• YOUR INSTRUCTIONS:
A complete answer lists every line of the entries below where the string "shrub" appears.

• EXTRACTED ENTRIES:
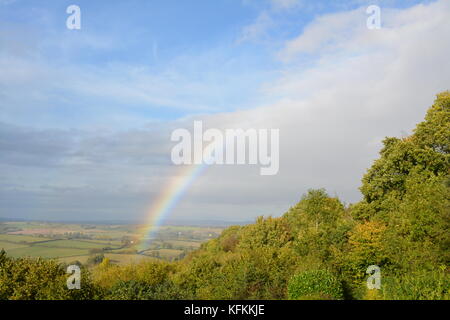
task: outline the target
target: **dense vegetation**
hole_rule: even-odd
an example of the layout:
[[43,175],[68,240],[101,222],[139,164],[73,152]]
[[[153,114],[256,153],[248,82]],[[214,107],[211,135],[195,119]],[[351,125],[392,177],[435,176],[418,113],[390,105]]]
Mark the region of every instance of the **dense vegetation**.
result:
[[[84,269],[0,254],[0,299],[449,299],[450,92],[406,138],[386,138],[345,206],[310,190],[279,218],[230,227],[176,262]],[[367,267],[381,289],[367,289]]]

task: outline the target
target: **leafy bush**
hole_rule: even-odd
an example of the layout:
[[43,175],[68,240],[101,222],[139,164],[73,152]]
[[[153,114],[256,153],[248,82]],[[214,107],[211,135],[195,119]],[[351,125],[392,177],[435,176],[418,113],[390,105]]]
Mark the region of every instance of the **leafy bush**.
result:
[[444,270],[421,271],[382,280],[387,300],[449,300],[450,276]]
[[289,281],[291,300],[343,299],[341,282],[327,270],[301,272]]
[[96,265],[99,264],[105,259],[105,255],[103,253],[95,254],[93,256],[90,256],[87,260],[88,265]]
[[0,252],[0,300],[81,300],[99,298],[100,291],[82,268],[81,289],[67,289],[64,265],[54,260],[18,258]]
[[147,300],[150,287],[142,281],[118,281],[111,288],[108,299],[112,300]]
[[150,285],[139,280],[120,280],[106,295],[109,300],[170,300],[184,297],[182,290],[171,281]]

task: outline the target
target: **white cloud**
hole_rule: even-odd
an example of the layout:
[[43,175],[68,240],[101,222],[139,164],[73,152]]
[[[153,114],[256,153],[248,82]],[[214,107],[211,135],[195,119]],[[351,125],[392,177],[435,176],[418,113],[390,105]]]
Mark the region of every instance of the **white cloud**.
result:
[[[212,166],[189,188],[172,217],[239,220],[278,215],[308,188],[325,187],[346,201],[359,199],[360,179],[377,157],[380,140],[411,132],[435,94],[450,89],[450,43],[445,41],[450,34],[449,1],[383,10],[381,30],[368,30],[363,13],[361,8],[318,17],[286,43],[280,53],[286,61],[281,76],[261,92],[267,101],[277,102],[200,117],[205,128],[279,128],[279,174],[260,176],[257,166]],[[66,162],[48,182],[54,187],[65,182],[75,189],[61,196],[47,188],[47,205],[80,214],[86,214],[87,207],[89,214],[104,216],[143,213],[145,204],[178,169],[158,162],[169,147],[170,128],[191,128],[192,122],[192,118],[171,122],[153,137],[137,130],[82,139],[79,152],[71,155],[78,157],[77,165]],[[31,151],[40,150],[32,156],[45,155],[47,148],[66,154],[58,140],[33,141],[42,148],[29,146]],[[26,167],[18,175],[11,161],[3,165],[8,167],[0,170],[0,181],[9,188],[3,198],[15,199],[22,206],[20,212],[32,211],[31,205],[23,208],[27,203],[23,198],[13,197],[12,185],[25,184],[27,176],[48,180],[47,172]],[[26,191],[28,203],[38,203],[33,202],[36,193]],[[0,204],[4,207],[6,201],[0,199]]]
[[270,0],[276,9],[291,9],[301,5],[302,0]]
[[315,54],[323,53],[324,49],[343,48],[351,42],[348,40],[354,39],[354,33],[365,26],[365,19],[363,8],[320,16],[300,36],[290,40],[280,55],[289,60],[299,53]]
[[256,18],[255,22],[242,28],[237,43],[261,40],[267,35],[268,29],[273,25],[274,22],[270,15],[263,11]]
[[[266,96],[278,97],[278,103],[204,119],[208,127],[279,128],[279,174],[213,167],[188,199],[242,199],[248,207],[238,212],[217,206],[212,213],[235,216],[280,214],[312,187],[357,201],[360,179],[383,137],[410,133],[435,94],[449,89],[450,43],[442,41],[450,34],[449,9],[442,0],[386,10],[385,27],[377,31],[366,28],[363,9],[316,19],[297,38],[283,76],[266,85]],[[306,51],[317,60],[305,66]]]

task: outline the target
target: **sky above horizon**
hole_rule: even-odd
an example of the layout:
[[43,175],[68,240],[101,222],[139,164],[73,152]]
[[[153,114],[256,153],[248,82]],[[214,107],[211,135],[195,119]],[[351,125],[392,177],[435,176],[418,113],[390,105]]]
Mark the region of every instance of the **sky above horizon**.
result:
[[170,219],[278,216],[309,188],[356,202],[382,139],[450,89],[448,39],[448,0],[0,0],[0,217],[141,219],[194,120],[280,129],[280,170],[211,166]]

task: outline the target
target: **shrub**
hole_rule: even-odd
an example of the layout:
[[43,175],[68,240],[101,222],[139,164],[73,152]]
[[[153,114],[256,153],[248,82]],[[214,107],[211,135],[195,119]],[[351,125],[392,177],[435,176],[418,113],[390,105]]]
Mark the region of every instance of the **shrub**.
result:
[[449,288],[450,276],[442,269],[386,277],[381,284],[388,300],[449,300]]
[[68,274],[54,260],[9,258],[0,252],[0,300],[81,300],[100,295],[87,269],[82,268],[81,290],[67,288]]
[[184,298],[182,290],[171,281],[150,285],[144,281],[118,281],[109,290],[109,300],[171,300]]
[[341,282],[327,270],[301,272],[289,281],[288,296],[291,300],[343,299]]
[[150,287],[141,281],[118,281],[110,290],[109,299],[146,300],[149,299]]
[[105,255],[103,253],[100,254],[96,254],[93,256],[90,256],[87,260],[87,264],[88,265],[96,265],[99,264],[103,261],[103,259],[105,258]]

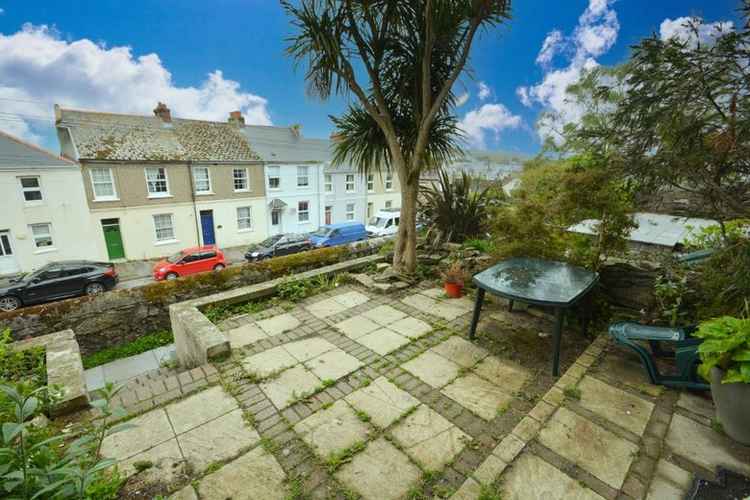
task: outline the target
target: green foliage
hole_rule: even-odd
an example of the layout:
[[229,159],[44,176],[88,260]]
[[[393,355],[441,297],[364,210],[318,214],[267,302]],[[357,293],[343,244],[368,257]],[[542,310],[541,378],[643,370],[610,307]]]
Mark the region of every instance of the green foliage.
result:
[[703,339],[698,370],[707,380],[714,366],[724,371],[723,384],[750,384],[750,318],[722,316],[700,324],[693,334]]
[[690,236],[684,243],[688,251],[719,248],[727,241],[740,241],[748,234],[750,234],[750,219],[733,219],[722,225],[707,226],[699,230],[691,229]]
[[568,385],[563,389],[563,394],[566,398],[569,399],[575,399],[576,401],[580,401],[581,399],[581,389],[574,385]]
[[486,254],[493,254],[497,251],[495,242],[492,240],[484,240],[478,238],[470,238],[464,241],[464,247],[471,250],[477,250]]
[[127,344],[108,347],[107,349],[102,349],[94,354],[83,356],[83,367],[86,369],[93,368],[116,359],[135,356],[136,354],[141,354],[142,352],[150,351],[157,347],[169,345],[172,342],[174,342],[174,336],[170,330],[159,330],[154,333],[142,335]]
[[272,304],[269,300],[250,300],[238,304],[211,304],[203,310],[203,314],[211,323],[218,324],[240,314],[259,313],[271,307]]
[[0,332],[0,383],[23,382],[34,387],[47,385],[44,347],[14,350],[10,329]]
[[333,290],[339,286],[340,281],[341,276],[338,274],[334,276],[319,274],[304,280],[291,278],[279,284],[276,294],[283,300],[299,302],[312,295]]

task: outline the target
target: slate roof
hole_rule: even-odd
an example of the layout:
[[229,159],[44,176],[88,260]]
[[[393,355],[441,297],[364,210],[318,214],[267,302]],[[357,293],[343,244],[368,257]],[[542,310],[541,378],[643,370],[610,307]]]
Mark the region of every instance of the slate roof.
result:
[[0,132],[0,168],[71,167],[75,163]]
[[266,162],[325,163],[331,159],[331,141],[301,137],[290,127],[246,125],[242,134]]
[[252,161],[260,157],[226,122],[101,113],[59,108],[57,125],[70,130],[79,158],[95,160]]

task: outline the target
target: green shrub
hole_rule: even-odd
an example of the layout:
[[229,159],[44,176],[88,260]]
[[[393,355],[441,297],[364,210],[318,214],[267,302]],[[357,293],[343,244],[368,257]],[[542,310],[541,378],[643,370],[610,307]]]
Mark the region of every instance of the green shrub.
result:
[[750,318],[721,318],[704,321],[694,336],[703,339],[698,353],[703,362],[699,373],[711,380],[714,366],[724,371],[722,384],[750,384]]
[[273,302],[268,299],[251,300],[237,304],[211,304],[203,310],[203,314],[211,323],[219,324],[225,319],[240,314],[256,314],[271,307]]
[[157,347],[163,347],[172,342],[174,342],[174,336],[169,330],[160,330],[154,333],[149,333],[147,335],[142,335],[127,344],[108,347],[107,349],[102,349],[94,354],[83,356],[83,367],[86,369],[93,368],[116,359],[135,356],[136,354],[141,354],[150,351],[151,349],[156,349]]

• EXERCISE RESULT:
target: **shrub**
Mark the region of every instance of the **shrub**.
target: green shrub
Mark the region of every instance of the green shrub.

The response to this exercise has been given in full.